Exercise
Only part of the listing is needed, namely the lines from its start through the line with "Mark one point per instance of the pile", and they should be retyped exactly.

Supplied entries
● ● ● ● ●

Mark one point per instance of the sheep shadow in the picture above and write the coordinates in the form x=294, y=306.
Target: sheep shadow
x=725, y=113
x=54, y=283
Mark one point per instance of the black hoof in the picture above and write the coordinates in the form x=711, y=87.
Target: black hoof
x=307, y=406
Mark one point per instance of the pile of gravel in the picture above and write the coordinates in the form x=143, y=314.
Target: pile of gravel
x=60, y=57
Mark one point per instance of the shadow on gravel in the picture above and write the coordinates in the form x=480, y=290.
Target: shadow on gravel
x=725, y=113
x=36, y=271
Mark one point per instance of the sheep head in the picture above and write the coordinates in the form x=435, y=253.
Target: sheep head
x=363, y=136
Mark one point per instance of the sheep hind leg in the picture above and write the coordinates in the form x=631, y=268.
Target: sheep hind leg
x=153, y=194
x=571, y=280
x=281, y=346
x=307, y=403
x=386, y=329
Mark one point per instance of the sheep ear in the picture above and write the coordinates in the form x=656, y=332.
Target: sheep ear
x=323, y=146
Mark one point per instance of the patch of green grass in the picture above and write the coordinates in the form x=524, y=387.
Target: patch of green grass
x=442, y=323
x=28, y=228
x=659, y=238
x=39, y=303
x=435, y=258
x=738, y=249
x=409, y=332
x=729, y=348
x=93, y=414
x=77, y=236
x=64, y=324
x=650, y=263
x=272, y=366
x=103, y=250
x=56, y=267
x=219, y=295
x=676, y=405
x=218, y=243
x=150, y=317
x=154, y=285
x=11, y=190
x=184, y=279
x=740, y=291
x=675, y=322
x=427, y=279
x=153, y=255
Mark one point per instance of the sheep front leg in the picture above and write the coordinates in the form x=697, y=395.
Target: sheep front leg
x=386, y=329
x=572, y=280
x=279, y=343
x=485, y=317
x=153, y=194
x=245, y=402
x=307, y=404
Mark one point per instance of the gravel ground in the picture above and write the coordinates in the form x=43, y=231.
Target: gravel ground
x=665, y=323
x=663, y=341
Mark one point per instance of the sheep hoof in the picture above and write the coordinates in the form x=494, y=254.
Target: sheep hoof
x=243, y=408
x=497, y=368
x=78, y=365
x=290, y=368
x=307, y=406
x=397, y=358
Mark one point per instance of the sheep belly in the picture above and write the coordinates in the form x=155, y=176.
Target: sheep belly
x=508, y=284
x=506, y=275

● ● ● ● ●

Response to the task
Mark one point per instance of the sheep shadow in the picture above and write the coordinates in the form x=294, y=306.
Target: sheep shadow
x=725, y=113
x=54, y=283
Mark one point per instance of the black hoof in the picture above and write the coordinates in the form x=711, y=87.
Target: black hoof
x=307, y=406
Mark one point per instance of the pile of gravel in the picture above and write the coordinates in the form x=143, y=314.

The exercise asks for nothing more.